Have a wonderful night.
I'll be waiting for an email Dave Grohl.
Thursday, April 7, 2011
I am completely obsessed with this baby. His little laugh is more than infectious, it makes my uterus hurt. I remember K's little belly laughs, she still can burst into uncontrollable giggles which warms my soul.
I'm too exhausted to write anything, my belly laughing supermodel has worked 5 out of the last 6 days and I've had to juggle it all. I'm not complaining, these kind of weeks are a dream come true in our business. I've even managed to have her in school every day (even if one of those school days lasted 45 minutes). Thankfully she has a day off tomorrow and she will be in school all day which will leave me time to do something other than preparing for a day on set.
For all those who think I am torturing my child please know that she hugged and thanked the producer today when she asked if K would like to come back on Saturday.
Enjoy the laughs, I am about to enjoy a wonderful bottle of Tempranillo with my husband, who I have not seen in a few days.
Monday, April 4, 2011
Very busy these last few days!! Besides the bookings and auditions for K, I've tried to slip in some quality time with my friends (in person), organize my house for K's new (and gigantic) bunk bed and find time in between to catch up with my darling D. I think we saw each other this weekend.
Here are a few of the things currently making me happy:
My loves D and K (of course)
The look on K's face when she saw her new bed (and bedding)
The look on D's face when said bed was put together (thanks to our strong and manly friend LE, you rule!!)

▸ Exercise objective
Reproduce the blog excerpt word for word from "Enjoy the laughs, I" to "other this weekend.".

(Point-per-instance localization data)

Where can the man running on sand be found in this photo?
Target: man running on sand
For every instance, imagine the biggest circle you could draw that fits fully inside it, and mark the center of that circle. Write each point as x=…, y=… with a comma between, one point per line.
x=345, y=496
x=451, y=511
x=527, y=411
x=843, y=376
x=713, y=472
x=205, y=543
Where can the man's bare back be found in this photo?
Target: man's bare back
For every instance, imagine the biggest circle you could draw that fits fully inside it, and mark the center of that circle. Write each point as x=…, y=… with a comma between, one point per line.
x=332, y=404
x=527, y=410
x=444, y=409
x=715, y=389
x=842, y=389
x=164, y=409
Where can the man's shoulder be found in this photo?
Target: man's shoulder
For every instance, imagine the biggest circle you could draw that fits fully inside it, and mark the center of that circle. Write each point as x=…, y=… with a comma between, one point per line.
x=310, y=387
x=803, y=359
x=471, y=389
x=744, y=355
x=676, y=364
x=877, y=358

▸ Result below
Enjoy the laughs, I am about to enjoy a wonderful bottle of Tempranillo with my husband, who I have not seen in a few days.
Monday, April 4, 2011
Very busy these last few days!! Besides the bookings and auditions for K, I've tried to slip in some quality time with my friends (in person), organize my house for K's new (and gigantic) bunk bed and find time in between to catch up with my darling D. I think we saw each other this weekend.